TUGAS YANG DIKERJAKAN
1/ Tentukan apakah pernyataan (a), (b), dan (c) berikut sesuai dengan teks tentang hubungan ruh dengan kubur, lalu jawab ya atau tidak dengan mengutip persis kata-kata teks yang menentukannya: (a) Pertanyaan itu diajukan oleh Maulvi Quthbuddin Sahib pada 15 Januari 1899. (b) Teks menyatakan bahwa kita perlu mengetahui hakikat dan makna hubungan itu. (c) Teks menyebut bahwa contoh untuk hal itu terdapat dalam hukum kudrat Allah Ta’ala.
2/ Kutip persis semua baris catatan, mulai dari baris yang memuat "Target: man's neck" sampai baris terakhir catatan, termasuk kedua baris ujungnya.

KUTIPAN TEKS
>>>>>

Ahmadiyya Priangan Timur

.

Sunday, 22 February 2015

HUBUNGAN RUH DENGAN KUBUR

Pada tanggal 15 Januari 1899, Maulvi Quthbuddin Sahib bertanya: “Dikatakan bahwa ruh mempunyai hubungan dengan kubur. Bagaimana sebenarnya hal itu?” Hadhrat Masih Mau’ud a.s. menjelaskan:

Sebenarnya yang dipaparkan dalam hadits-hadits Rasulullah saw. mengenai hubungan ruh dengan kubur, sungguh benar dan tepat. Ya, ini memang suatu perkara lain lagi, yakni apa hakikat dan makna hubungan itu? Yaitu perkara yang tidak perlu bagi kita untuk mengetahuinya. Namun demikian bisa saja merupakan kewajiban kita untuk membuktikannya, bahwa memang ada hubungan semacam itu antara kubur dan arwah (ruh-ruh), serta tidak mutlak di situ timbul ketidakmungkinan secara akal. Dan untuk itu kita mendapatkan sebuah contoh di dalam hukum kudrat Allah Ta’ala.

<<<<<

CUPLIKAN DATA
>>>>>

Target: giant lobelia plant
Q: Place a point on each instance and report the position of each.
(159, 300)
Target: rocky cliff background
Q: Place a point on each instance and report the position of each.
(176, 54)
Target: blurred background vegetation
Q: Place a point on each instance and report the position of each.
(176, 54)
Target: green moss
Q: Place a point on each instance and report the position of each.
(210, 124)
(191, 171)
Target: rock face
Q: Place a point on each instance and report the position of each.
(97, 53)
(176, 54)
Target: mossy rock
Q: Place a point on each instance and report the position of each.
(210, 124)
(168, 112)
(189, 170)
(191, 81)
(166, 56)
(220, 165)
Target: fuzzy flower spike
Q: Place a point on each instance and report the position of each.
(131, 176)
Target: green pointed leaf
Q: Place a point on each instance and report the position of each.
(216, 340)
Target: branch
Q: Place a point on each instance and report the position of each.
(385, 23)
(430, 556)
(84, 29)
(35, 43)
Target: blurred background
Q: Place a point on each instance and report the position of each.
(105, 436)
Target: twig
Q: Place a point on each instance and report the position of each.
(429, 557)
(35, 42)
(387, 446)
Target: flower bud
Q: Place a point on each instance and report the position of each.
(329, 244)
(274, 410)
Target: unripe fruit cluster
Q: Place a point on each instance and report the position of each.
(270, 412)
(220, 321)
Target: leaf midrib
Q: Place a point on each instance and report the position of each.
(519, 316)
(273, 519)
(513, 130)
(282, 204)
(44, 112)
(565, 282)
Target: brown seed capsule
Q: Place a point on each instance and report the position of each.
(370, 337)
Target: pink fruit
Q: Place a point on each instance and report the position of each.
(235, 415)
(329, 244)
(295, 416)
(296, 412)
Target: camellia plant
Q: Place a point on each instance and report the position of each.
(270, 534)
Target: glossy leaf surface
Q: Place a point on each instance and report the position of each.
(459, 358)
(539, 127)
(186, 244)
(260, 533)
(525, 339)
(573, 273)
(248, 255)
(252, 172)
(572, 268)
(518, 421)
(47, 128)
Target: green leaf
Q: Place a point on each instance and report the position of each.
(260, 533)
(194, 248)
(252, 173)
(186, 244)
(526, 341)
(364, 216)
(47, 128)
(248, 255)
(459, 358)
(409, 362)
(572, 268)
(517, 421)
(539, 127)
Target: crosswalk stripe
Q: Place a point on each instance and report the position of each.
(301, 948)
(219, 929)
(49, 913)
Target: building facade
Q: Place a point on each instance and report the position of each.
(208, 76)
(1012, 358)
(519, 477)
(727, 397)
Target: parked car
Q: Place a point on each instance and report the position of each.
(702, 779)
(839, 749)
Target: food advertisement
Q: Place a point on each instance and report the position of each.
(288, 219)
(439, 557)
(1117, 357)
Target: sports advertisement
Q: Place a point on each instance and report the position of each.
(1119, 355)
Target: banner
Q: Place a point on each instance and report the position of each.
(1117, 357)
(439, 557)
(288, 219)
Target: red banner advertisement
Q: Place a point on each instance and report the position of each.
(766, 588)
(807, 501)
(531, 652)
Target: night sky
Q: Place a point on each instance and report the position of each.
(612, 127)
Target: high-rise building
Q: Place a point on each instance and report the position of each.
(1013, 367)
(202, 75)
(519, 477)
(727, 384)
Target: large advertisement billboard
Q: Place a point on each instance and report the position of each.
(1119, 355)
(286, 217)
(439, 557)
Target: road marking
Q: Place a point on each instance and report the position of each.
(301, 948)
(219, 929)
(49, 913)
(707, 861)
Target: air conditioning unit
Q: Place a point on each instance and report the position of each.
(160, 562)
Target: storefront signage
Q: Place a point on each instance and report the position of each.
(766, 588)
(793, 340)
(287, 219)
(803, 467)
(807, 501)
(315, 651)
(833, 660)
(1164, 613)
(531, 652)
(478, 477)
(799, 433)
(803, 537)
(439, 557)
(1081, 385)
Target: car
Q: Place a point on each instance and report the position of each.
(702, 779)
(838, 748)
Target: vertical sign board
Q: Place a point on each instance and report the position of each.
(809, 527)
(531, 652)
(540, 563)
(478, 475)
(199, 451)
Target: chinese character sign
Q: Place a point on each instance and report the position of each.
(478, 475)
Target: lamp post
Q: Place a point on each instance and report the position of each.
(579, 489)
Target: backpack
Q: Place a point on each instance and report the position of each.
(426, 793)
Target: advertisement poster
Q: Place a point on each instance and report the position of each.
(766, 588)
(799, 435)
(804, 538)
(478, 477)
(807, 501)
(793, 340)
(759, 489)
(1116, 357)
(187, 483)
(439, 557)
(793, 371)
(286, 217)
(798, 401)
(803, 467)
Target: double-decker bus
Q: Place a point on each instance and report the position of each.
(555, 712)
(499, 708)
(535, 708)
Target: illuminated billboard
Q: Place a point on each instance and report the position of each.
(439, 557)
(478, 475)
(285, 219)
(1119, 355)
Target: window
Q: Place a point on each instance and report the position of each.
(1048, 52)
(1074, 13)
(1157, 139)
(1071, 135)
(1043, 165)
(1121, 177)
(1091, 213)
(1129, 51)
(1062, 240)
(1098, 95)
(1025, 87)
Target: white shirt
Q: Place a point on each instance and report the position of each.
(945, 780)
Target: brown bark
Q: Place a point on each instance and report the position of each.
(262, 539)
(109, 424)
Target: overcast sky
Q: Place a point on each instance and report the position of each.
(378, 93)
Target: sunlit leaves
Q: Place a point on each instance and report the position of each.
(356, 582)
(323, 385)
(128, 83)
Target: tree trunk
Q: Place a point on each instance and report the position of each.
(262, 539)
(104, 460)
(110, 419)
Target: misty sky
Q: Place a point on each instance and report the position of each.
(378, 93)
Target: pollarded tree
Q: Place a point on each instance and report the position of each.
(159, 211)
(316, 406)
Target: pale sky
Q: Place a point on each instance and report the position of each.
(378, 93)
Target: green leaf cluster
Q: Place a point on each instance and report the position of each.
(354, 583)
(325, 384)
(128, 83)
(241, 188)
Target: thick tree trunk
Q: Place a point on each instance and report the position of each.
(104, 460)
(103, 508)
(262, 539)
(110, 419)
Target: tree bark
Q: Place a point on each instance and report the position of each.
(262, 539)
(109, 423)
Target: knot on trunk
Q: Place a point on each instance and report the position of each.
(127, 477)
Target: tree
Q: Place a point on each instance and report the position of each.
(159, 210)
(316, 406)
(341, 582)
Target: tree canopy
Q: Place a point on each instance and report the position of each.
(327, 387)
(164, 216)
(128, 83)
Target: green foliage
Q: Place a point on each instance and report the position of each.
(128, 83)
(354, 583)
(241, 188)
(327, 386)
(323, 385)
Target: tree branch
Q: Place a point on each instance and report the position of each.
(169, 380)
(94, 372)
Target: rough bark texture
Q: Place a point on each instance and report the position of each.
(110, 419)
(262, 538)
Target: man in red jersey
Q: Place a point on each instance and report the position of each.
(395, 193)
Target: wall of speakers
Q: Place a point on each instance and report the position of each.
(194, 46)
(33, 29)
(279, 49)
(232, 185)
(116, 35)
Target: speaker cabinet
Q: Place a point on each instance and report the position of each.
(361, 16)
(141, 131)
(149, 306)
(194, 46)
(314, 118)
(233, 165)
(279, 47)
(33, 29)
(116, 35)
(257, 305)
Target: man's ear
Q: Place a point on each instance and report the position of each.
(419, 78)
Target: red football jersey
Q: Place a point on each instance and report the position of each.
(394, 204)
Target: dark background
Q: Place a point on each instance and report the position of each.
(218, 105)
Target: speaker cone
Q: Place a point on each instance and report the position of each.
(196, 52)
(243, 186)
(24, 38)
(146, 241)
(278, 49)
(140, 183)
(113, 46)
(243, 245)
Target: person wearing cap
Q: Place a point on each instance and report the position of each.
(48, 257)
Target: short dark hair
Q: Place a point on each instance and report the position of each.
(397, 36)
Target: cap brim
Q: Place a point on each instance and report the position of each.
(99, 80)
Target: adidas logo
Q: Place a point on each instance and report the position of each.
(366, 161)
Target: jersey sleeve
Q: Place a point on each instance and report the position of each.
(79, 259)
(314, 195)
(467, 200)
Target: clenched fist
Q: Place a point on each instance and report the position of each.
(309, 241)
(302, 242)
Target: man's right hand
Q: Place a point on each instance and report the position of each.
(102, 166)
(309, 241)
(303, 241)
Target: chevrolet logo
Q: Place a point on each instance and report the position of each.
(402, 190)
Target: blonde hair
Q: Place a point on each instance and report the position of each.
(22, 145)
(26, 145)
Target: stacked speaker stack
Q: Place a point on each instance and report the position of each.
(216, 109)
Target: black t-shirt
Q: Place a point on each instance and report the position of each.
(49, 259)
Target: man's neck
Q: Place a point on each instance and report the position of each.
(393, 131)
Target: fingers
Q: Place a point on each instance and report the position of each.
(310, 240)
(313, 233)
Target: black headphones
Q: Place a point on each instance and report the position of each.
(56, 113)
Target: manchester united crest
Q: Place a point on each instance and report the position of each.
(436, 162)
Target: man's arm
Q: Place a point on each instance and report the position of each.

<<<<<

JAWABAN SOAL
1/
(a) Ya: "Pada tanggal 15 Januari 1899, Maulvi Quthbuddin Sahib bertanya"
(b) Tidak: "Yaitu perkara yang tidak perlu bagi kita untuk mengetahuinya."
(c) Ya: "Dan untuk itu kita mendapatkan sebuah contoh di dalam hukum kudrat Allah Ta’ala."

2/
Target: man's neck
Q: Place a point on each instance and report the position of each.
(393, 131)
Target: fingers
Q: Place a point on each instance and report the position of each.
(310, 240)
(313, 233)
Target: black headphones
Q: Place a point on each instance and report the position of each.
(56, 113)
Target: manchester united crest
Q: Place a point on each instance and report the position of each.
(436, 162)
Target: man's arm
Q: Place a point on each instance and report the position of each.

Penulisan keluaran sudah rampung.